**CONSEGNA 1:**
Riporta fedelmente la parte del brano sui giorni della merla che si apre con le parole contenenti "Le massime al" e si chiude con "zona dell’Appennino Meridionale?".
**CONSEGNA 2:**
Rispondi alle seguenti domande sul brano sui giorni della merla.
(a) Quanti gradi di inclinazione ha riguadagnato il sole di mezzodì a fine gennaio?
(b) In quale periodo la temperatura raggiunge il minimo all'estremo Sud?
(c) Da quali valori a quali salgono le massime nelle località di pianura del Nord?

**BRANO ESTRATTO:**
* * *
00:00 26 Gennaio 2003

La Primavera “della merla”

La statistica ci dice che, almeno per il Centro-Nord, la fine di gennaio rappresenti un momento di stasi invernale, in attesa del freddo e la neve di febbraio

Questo periodo dell’anno, coincidente con i cosiddetti “giorni della merla” dovrebbe essere secondo molti il periodo più freddo dell’anno. Per qualche zona dell’Italia come l’Appennino Meridionale questo discorso può essere certamente valido, ma per le pianure e le vallate del Centro-Nord non tanto. E’ un dato di fatto che statisticamente la terza decade di gennaio rappresenti al contrario il primo vero momento di crisi dell’inverno.

La radiazione solare dopo il 20-25 gennaio cresce inesorabilmente. Le giornate si allungano molto più rapidamente rispetto alle prime decadi del mese e il disco solare sale sull’orizzonte. A fine gennaio il sole di mezzodì ha già riguadagnato quasi 6° di inclinazione e non sono pochi: praticamente al Brennero intorno al 30-31 gennaio il sole raggiunge un’altezza pari a quella che era stata raggiunta a Napoli il 21 dicembre, giorno del solstizio di inverno, ma con una durata del dì maggiore di una trentina di minuti (rispetto alla durata del dì riferita a Napoli il 21 dicembre).

Le massime al Nord lievitano in tutte le località di pianura e dai 4-5 gradi di massima si arriva tranquillamente agli 8-9 (anche molto di più se intervengono episodi favonici che a fine gennaio sono più frequenti). Al Centro questa crescita è molto meno evidente perché comunque le massime sono ben più elevate già all’inizio di gennaio. All’estremo Sud invece la temperatura continua a calare per raggiungere il minimo ai primi di febbraio (praticamente con un mese di ritardo rispetto alle pianure del Nord) causa il ritardo del raffreddamento delle acque marine quindi una minore influenza mitigatrice dei mari. Forse il detto sui “giorni della merla” si riferisce a qualche zona dell’Appennino Meridionale?
* * *
**VOCI:**
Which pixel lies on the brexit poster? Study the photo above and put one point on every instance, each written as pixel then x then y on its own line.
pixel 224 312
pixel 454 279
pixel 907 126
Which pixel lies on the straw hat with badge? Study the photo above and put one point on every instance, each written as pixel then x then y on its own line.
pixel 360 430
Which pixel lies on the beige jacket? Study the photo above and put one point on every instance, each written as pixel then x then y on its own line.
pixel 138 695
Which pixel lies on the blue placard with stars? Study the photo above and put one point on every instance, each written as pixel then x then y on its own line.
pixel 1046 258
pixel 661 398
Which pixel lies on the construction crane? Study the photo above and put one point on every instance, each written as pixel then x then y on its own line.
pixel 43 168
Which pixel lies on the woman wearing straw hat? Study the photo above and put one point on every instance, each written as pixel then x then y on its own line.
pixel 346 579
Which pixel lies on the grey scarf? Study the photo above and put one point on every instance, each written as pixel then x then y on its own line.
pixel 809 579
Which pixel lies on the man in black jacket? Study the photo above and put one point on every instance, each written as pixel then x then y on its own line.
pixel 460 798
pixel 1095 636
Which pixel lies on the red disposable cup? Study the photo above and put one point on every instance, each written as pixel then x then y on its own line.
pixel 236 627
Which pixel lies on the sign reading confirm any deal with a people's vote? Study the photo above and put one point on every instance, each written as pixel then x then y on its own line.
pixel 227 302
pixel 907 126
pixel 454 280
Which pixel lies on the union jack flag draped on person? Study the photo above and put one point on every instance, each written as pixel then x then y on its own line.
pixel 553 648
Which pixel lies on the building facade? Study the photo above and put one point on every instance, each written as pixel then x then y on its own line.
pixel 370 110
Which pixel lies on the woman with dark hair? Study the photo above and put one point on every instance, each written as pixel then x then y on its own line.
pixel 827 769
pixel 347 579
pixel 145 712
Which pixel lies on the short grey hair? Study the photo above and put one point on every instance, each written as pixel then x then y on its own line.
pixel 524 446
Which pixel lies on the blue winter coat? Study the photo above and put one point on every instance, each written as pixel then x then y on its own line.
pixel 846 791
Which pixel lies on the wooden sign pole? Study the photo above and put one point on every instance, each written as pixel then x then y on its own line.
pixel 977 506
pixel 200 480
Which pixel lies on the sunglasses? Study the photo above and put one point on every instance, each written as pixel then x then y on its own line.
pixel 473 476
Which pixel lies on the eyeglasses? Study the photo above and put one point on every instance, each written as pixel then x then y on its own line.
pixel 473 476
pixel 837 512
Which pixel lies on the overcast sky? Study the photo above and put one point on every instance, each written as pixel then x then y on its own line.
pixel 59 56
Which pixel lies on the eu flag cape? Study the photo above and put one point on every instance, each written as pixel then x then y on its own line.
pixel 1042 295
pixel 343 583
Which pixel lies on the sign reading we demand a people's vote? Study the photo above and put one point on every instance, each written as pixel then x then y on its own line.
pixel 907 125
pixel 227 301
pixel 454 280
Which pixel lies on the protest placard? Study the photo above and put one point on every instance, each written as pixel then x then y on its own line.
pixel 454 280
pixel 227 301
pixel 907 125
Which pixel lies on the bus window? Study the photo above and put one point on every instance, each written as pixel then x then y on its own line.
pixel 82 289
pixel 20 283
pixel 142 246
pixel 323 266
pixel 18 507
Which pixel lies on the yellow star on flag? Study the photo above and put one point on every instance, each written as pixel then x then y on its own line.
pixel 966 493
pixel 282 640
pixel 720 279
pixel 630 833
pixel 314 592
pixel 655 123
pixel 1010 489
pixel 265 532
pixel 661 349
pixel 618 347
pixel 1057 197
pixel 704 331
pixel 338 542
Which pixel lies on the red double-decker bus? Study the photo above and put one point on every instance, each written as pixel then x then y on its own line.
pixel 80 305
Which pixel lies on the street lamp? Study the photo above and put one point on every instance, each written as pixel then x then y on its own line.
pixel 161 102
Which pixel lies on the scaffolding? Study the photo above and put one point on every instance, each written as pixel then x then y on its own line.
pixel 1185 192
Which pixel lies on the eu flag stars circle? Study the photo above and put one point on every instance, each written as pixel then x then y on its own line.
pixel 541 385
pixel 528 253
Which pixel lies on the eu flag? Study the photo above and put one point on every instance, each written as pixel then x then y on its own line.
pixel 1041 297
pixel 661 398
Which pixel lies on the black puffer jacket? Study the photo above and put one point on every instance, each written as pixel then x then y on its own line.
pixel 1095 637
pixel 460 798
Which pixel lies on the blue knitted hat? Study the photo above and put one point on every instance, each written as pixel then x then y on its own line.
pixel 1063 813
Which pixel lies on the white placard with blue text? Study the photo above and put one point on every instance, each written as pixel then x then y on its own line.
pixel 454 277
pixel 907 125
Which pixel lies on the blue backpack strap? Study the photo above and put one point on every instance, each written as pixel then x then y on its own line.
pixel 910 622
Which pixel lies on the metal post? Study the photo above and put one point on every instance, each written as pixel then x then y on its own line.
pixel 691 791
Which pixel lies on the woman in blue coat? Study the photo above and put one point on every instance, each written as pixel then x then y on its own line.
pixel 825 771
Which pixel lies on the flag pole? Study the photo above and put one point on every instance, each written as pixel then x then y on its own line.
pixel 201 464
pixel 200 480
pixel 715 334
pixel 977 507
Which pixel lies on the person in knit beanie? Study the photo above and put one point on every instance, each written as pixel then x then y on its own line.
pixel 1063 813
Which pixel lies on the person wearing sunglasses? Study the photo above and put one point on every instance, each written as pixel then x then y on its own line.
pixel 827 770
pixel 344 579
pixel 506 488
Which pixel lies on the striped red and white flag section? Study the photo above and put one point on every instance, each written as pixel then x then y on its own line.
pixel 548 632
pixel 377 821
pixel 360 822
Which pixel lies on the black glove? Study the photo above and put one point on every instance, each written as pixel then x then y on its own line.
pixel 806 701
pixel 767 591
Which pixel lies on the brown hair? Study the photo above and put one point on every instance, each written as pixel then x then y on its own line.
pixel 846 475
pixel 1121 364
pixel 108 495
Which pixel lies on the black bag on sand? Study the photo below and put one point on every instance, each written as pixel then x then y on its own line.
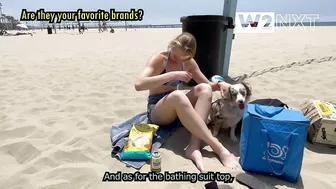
pixel 265 102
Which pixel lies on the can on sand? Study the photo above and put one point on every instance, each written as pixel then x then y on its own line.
pixel 156 161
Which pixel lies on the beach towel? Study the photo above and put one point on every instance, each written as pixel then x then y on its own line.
pixel 119 137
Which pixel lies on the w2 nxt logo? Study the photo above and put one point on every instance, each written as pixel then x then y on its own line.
pixel 275 153
pixel 267 22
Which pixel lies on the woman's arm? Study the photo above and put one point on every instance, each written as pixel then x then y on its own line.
pixel 147 81
pixel 199 77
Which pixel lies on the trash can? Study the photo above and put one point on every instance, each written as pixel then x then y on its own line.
pixel 207 30
pixel 49 30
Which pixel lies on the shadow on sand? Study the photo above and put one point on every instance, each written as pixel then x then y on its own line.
pixel 321 149
pixel 180 139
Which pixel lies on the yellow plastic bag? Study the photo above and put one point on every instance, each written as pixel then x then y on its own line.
pixel 139 142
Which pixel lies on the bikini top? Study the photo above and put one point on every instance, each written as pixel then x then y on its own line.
pixel 175 83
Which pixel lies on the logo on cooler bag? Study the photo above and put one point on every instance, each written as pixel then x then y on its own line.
pixel 276 153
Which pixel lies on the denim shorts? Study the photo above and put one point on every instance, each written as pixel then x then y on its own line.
pixel 152 100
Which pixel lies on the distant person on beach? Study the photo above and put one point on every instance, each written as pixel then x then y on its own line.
pixel 161 76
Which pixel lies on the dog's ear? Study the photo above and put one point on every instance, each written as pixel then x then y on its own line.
pixel 217 106
pixel 227 95
pixel 247 87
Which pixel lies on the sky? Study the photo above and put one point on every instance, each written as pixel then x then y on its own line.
pixel 170 11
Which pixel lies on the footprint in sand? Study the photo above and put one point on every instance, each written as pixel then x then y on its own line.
pixel 58 97
pixel 73 156
pixel 37 110
pixel 81 125
pixel 123 113
pixel 59 137
pixel 99 95
pixel 22 151
pixel 77 141
pixel 50 121
pixel 95 120
pixel 19 132
pixel 43 163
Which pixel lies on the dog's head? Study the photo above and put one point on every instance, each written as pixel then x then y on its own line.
pixel 238 94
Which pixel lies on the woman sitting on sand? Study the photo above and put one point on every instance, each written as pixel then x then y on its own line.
pixel 163 72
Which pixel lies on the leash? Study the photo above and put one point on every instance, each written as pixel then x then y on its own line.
pixel 285 66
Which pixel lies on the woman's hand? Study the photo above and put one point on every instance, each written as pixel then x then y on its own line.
pixel 182 76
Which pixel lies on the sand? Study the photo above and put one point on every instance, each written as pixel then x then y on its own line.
pixel 60 94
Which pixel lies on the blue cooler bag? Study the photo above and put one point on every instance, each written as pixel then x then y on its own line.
pixel 272 141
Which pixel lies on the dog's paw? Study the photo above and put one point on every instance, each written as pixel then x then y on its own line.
pixel 234 139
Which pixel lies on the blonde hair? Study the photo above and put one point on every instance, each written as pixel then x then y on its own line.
pixel 186 42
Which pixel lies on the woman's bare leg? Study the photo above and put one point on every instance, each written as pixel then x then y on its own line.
pixel 178 104
pixel 200 97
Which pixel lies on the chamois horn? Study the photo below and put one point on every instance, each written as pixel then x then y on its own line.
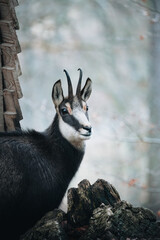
pixel 78 92
pixel 70 89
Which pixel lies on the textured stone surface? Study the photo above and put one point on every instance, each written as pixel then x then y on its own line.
pixel 95 212
pixel 48 228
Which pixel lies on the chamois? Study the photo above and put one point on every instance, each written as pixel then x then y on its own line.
pixel 37 167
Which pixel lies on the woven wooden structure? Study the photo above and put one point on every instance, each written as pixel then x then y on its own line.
pixel 10 91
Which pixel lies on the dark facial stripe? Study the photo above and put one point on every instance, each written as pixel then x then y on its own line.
pixel 72 121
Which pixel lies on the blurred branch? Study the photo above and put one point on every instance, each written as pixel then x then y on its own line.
pixel 146 7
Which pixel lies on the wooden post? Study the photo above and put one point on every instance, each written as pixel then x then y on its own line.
pixel 10 91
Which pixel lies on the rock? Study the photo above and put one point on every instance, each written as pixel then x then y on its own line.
pixel 96 212
pixel 84 199
pixel 48 228
pixel 122 221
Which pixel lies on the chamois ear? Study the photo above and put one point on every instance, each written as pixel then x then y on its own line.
pixel 87 89
pixel 57 93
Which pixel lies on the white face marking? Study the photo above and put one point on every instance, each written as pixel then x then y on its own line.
pixel 76 138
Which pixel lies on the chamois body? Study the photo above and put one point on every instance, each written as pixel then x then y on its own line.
pixel 37 167
pixel 34 181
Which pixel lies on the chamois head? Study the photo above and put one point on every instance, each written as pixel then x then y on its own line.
pixel 72 111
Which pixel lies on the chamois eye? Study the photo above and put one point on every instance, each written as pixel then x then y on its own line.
pixel 64 111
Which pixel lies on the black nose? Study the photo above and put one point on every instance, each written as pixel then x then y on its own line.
pixel 89 129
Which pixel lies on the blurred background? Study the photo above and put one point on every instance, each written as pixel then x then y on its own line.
pixel 116 44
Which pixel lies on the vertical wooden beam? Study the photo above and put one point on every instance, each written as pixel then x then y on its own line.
pixel 1 97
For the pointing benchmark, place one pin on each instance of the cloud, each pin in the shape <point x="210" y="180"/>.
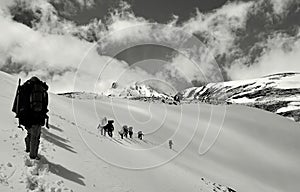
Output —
<point x="209" y="47"/>
<point x="282" y="54"/>
<point x="57" y="58"/>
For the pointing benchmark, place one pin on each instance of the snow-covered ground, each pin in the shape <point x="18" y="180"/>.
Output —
<point x="278" y="93"/>
<point x="215" y="148"/>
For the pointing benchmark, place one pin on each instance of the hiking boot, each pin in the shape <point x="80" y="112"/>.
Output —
<point x="35" y="158"/>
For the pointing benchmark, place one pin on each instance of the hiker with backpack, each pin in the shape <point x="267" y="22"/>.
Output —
<point x="171" y="144"/>
<point x="30" y="106"/>
<point x="125" y="129"/>
<point x="121" y="133"/>
<point x="140" y="135"/>
<point x="109" y="127"/>
<point x="130" y="131"/>
<point x="101" y="125"/>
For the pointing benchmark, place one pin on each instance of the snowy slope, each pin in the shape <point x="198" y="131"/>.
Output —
<point x="141" y="91"/>
<point x="248" y="154"/>
<point x="279" y="93"/>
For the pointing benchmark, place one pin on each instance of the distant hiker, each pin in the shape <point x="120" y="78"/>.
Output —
<point x="125" y="129"/>
<point x="109" y="127"/>
<point x="121" y="133"/>
<point x="130" y="131"/>
<point x="30" y="106"/>
<point x="140" y="135"/>
<point x="101" y="125"/>
<point x="170" y="144"/>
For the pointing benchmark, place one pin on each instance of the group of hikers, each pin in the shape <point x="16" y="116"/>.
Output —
<point x="31" y="108"/>
<point x="106" y="126"/>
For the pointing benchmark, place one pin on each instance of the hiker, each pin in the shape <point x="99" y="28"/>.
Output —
<point x="121" y="133"/>
<point x="30" y="106"/>
<point x="140" y="135"/>
<point x="125" y="129"/>
<point x="130" y="131"/>
<point x="109" y="127"/>
<point x="101" y="125"/>
<point x="170" y="144"/>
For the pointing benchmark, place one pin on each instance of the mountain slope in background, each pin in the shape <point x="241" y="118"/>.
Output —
<point x="146" y="91"/>
<point x="248" y="155"/>
<point x="279" y="93"/>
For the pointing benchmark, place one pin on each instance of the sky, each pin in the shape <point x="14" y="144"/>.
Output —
<point x="86" y="45"/>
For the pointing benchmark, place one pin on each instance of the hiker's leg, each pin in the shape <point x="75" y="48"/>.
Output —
<point x="35" y="140"/>
<point x="27" y="140"/>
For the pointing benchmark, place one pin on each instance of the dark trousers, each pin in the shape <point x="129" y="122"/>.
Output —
<point x="32" y="140"/>
<point x="130" y="134"/>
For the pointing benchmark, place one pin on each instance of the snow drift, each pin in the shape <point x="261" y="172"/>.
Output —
<point x="233" y="148"/>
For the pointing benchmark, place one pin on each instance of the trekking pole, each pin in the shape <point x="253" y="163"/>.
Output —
<point x="47" y="122"/>
<point x="17" y="108"/>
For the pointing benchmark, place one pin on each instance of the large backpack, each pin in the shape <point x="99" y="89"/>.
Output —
<point x="38" y="98"/>
<point x="31" y="102"/>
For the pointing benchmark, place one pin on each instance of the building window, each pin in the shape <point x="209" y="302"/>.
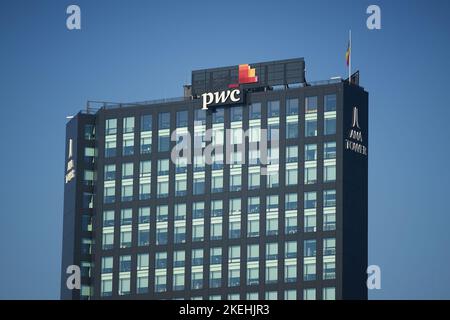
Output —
* * *
**RISPOSTA COMPLETA 1:**
Le massime al Nord lievitano in tutte le località di pianura e dai 4-5 gradi di massima si arriva tranquillamente agli 8-9 (anche molto di più se intervengono episodi favonici che a fine gennaio sono più frequenti). Al Centro questa crescita è molto meno evidente perché comunque le massime sono ben più elevate già all’inizio di gennaio. All’estremo Sud invece la temperatura continua a calare per raggiungere il minimo ai primi di febbraio (praticamente con un mese di ritardo rispetto alle pianure del Nord) causa il ritardo del raffreddamento delle acque marine quindi una minore influenza mitigatrice dei mari. Forse il detto sui “giorni della merla” si riferisce a qualche zona dell’Appennino Meridionale?

**RISPOSTA COMPLETA 2:**
(a) Quasi 6°.
(b) Ai primi di febbraio.
(c) Dai 4-5 gradi si arriva agli 8-9.